____ Document text

The International Criminal Court Goes After Qaddafi

Lawyers look to succeed where bombs and bullets have failed.

The International Criminal Court’s prosecutor petitioned its judges Monday to issue warrants for the arrest of Libyan strongman Muammar Qaddafi, his son Seif al-Islam Qaddafi, and Libyan intelligence head Abdullah al-Sanoussi.

The ICC prosecutor, Argentine Luis Moreno-Ocampo, charges the trio with crimes against humanity. Specifically, Moreno-Ocampo cites shelling funeral processions, attacking civilian homes, and gunning down protestors during the recent unrest to buttress the general charge. The prosecutor says of the judges, “The case is now in their hands.”

But is it?

In the nine years since its inception, the International Criminal Court has convicted zero human beings of genocide, crimes against humanity, or aggression (the three offenses their mandate allows them to prosecute). Its six active cases involve weak African states with little standing in the international community. North Korea? Iran? China? Their “crimes against humanity” have escaped the court’s, but not humanity’s, notice.

Two years ago, the ICC indicted Qaddafi’s neighboring dictator to the southeast, Sudanese strongman Omar al Bashir, for mass killings in the Darfur region. But he still reigns. The ICC wields no enforcement mechanism. It may act as a deterrent for Bashir, or Qaddafi for that matter, to abdicate. But the ICC isn’t scaring the scary people into civilized behavior. Like so many ideas backed by good intentions, the ICC appears to have unintended consequences, such as the incentive for despots to more tightly grasp power in the face of internal uprisings backed by external litigation.

________
____ Dataset rows

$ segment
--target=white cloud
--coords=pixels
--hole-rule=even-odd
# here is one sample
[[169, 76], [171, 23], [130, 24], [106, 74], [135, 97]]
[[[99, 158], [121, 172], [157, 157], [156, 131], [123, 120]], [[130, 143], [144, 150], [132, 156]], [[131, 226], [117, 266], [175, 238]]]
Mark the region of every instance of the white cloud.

________

**Tasks**
(1) Translate this sentence from the article on the ICC and Qaddafi into Spanish: "The ICC wields no enforcement mechanism."
(2) Print the boundary labeling rows verbatim, starting at their first line and ending at the line that contains "266], [175, 238]]]", with both of those lines included.
The article on the ICC and the boundary labeling rows have no connection to each other.

**Solutions**
(1) La CPI no dispone de ningún mecanismo de ejecución.

(2)
$ segment
--target=white cloud
--coords=pixels
--hole-rule=even-odd
# here is one sample
[[169, 76], [171, 23], [130, 24], [106, 74], [135, 97]]
[[[99, 158], [121, 172], [157, 157], [156, 131], [123, 120]], [[130, 143], [144, 150], [132, 156]], [[131, 226], [117, 266], [175, 238]]]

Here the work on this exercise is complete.